**PASSAGE PROVIDED**
# # # # # # #

#Pocalypso | Is a Declining COVID Death Rate Good News?

2020-07-07 – Right-wing media are trumpeting a declining death rate as evidence that the pandemic is over-ish. Is a declining death rate good news? Can we stop our precautions (such as they are)?

Of course a declining death rate is good news. (They want to make us out to be ghouls, saying that we wouldn’t cheer a declining death rate. We absolutely cheer a declining death rate.)

But here’s the problem: the number of deaths (we’re talking actual dead people, not percentages)—the number of deaths is the product of two numbers: the number of cases and the disease’s lethality. So let’s look at some hypothetical figures (simplified for purposes of illustration):

Let’s say the lethality figure is 0.5% and we have 100,000 cases. We would expect 500 dead.

But let’s say that (for some reason) the lethality figure drops to 0.2%. Out of 100,000 cases we would expect 200 dead. I’d call that good news. It’s not as good as zero dead, but it’s better than 500 dead.

But let’s say that we rejoice over the drop in lethality and stop taking precautions and the number of cases soar to 250,000. Even though we are fortunate to have reduced lethality to 0.2%, the increased number of cases now comes to the same 500 we had when the lethality figure was 0.5% (with 100,000).

And remember, even if we keep the number of cases steady (which is not happening), we still have 200 dead out of this 100,000 population.

# # # # # # #

**RAW DATA**
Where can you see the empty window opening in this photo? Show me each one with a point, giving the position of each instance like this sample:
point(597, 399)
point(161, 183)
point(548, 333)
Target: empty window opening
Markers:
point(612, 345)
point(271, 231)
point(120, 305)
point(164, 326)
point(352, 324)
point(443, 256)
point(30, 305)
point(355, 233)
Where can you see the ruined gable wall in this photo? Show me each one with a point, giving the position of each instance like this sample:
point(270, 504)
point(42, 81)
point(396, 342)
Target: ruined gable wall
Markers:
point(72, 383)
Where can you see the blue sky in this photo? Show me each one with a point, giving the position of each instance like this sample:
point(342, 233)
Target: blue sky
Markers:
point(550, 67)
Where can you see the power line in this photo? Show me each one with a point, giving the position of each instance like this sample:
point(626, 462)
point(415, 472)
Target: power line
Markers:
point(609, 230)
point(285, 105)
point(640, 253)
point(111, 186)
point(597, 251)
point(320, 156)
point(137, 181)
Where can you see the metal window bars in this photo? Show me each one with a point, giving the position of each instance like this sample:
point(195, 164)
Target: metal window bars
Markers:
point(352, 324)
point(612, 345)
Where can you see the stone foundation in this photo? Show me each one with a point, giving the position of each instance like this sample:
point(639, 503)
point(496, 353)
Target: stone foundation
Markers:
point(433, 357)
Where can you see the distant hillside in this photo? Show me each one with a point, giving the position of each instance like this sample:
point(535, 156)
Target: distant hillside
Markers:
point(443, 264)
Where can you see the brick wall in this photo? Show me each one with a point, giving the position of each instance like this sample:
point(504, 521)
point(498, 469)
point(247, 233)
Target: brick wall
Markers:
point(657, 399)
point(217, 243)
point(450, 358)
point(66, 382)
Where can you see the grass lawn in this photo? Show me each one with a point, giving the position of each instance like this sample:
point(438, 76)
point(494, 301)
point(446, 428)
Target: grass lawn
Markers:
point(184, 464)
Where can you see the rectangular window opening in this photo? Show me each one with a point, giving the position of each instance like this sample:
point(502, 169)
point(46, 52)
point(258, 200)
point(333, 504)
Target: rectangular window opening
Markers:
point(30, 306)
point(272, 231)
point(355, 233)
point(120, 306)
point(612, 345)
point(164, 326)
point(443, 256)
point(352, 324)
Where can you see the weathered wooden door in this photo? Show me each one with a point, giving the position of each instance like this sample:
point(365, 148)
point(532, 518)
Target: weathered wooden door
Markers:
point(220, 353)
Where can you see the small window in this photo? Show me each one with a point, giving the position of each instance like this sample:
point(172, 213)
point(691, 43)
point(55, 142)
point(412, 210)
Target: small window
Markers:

# # # # # # #

**PROBLEM SET**
(a) Please reproduce the COVID death rate post's text, everything from "Of course a" down to "than 500 dead.".
(b) In the COVID death rate post, how many dead does the post expect if cases soar to 250,000 at a lethality of 0.2%?
(c) List every lethality percentage and every case count used in the hypothetical figures of the COVID death rate post.

**ANSWERS FOR EACH ITEM**
(a)
Of course a declining death rate is good news. (They want to make us out to be ghouls, saying that we wouldn’t cheer a declining death rate. We absolutely cheer a declining death rate.)

But here’s the problem: the number of deaths (we’re talking actual dead people, not percentages)—the number of deaths is the product of two numbers: the number of cases and the disease’s lethality. So let’s look at some hypothetical figures (simplified for purposes of illustration):

Let’s say the lethality figure is 0.5% and we have 100,000 cases. We would expect 500 dead.

But let’s say that (for some reason) the lethality figure drops to 0.2%. Out of 100,000 cases we would expect 200 dead. I’d call that good news. It’s not as good as zero dead, but it’s better than 500 dead.

(b) 500

(c)
0.5%
0.2%
100,000
250,000